* **Stated problem**
Extract every line from the rows below that contains the string "Query". Case counts, so copy only the lines where the capitalization matches.

* **Records for the task**
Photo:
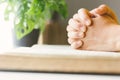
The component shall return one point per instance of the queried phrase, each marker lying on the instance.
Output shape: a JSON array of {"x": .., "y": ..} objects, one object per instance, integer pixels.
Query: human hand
[{"x": 77, "y": 25}]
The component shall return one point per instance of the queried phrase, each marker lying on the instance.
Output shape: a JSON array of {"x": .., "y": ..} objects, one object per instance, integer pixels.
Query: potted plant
[{"x": 33, "y": 14}]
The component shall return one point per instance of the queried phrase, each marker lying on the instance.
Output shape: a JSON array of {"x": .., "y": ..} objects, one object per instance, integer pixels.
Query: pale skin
[{"x": 97, "y": 29}]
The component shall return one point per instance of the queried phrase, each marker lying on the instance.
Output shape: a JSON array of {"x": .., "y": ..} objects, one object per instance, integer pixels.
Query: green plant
[{"x": 31, "y": 14}]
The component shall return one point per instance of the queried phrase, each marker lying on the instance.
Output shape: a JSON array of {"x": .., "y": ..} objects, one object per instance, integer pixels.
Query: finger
[
  {"x": 76, "y": 35},
  {"x": 77, "y": 44},
  {"x": 74, "y": 24},
  {"x": 81, "y": 28},
  {"x": 84, "y": 16},
  {"x": 76, "y": 17},
  {"x": 71, "y": 40}
]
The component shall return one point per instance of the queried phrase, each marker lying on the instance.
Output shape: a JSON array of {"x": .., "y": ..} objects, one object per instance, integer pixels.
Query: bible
[{"x": 60, "y": 58}]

* **Output**
Query: human hand
Query: potted plant
Query: pale skin
Query: green plant
Query: finger
Query: bible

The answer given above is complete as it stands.